Looping Flow Control

This chapter will begin by looking at flow control in the form of loops. Loops are essentially sequences of Kotlin statements which are to be executed repeatedly until a specified condition is met. The first looping statement we will explore is the for loop.

The Kotlin for-in Statement

The for-in loop is used to iterate over a sequence of items contained in a collection or number range.

The syntax of the for-in loop is as follows:

for variable name in collection or range {
         // code to be executed
}

In this syntax, variable name is the name to be used for a variable that will contain the current item from the collection or range through which the loop is iterating. The code in the body of the loop will typically use this name as a reference to the current item in the loop cycle. The collection or range references the item through which the loop is iterating. This could, for example, be an array of string values, a range operator or even a string of characters.

Consider, for example, the following for-in loop construct:

for (index in 1..5) {
  println("Value of index is $index")
}

The loop begins by stating that the current item is to be assigned to a constant named index. The statement then declares a closed range operator to indicate that the for loop is to iterate through a range of numbers, starting at 1 and ending at 5. The body of the loop simply prints out a message to the console indicating the current value assigned to the index constant, resulting in the following output:

Value of index is 1
Value of index is 2
Value of index is 3
Value of index is 4
Value of index is 5

The for-in loop is of particular benefit when working with collections such as arrays. In fact, the for-in loop can be used to iterate through any object that contains more than one item. The following loop, for example, outputs each of the characters in the specified string:

for (index in "Hello") {
  println("Value of index is $index")

Material supplied:
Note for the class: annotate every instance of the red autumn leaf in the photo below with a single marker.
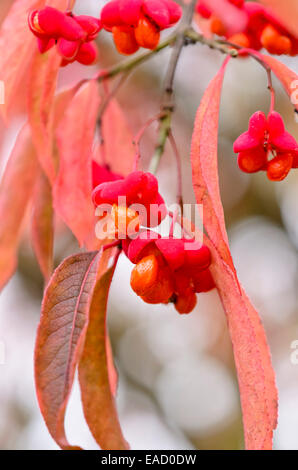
(118, 150)
(18, 47)
(41, 92)
(73, 186)
(43, 226)
(286, 12)
(94, 374)
(15, 193)
(61, 334)
(233, 18)
(252, 357)
(287, 77)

Exercise task 1:
Answer these questions from the looping flow control text.
(a) What does the for-in loop iterate over?
(b) In the example with `1..5`, at which number does the range start, and at which does it end?
(c) What kind of range operator does that example declare?
Exercise task 2:
Decide whether each statement agrees with the looping flow control text. Answer yes or no, and quote the words from the text that decide it.
(a) Loops run repeatedly until a specified condition is met.
(b) The for-in loop can iterate only through number ranges.
(c) In the `1..5` example, the current item is assigned to a constant named index.
Exercise task 3: List every example the looping flow control text gives of what the collection or range in a for-in loop could be.

Written answer 1:
(a) A sequence of items contained in a collection or number range.
(b) It starts at 1 and ends at 5.
(c) A closed range operator.

Written answer 2:
(a) Yes: "executed repeatedly until a specified condition is met"
(b) No: "the for-in loop can be used to iterate through any object that contains more than one item"
(c) Yes: "the current item is to be assigned to a constant named index"

Written answer 3:
an array of string values
a range operator
a string of characters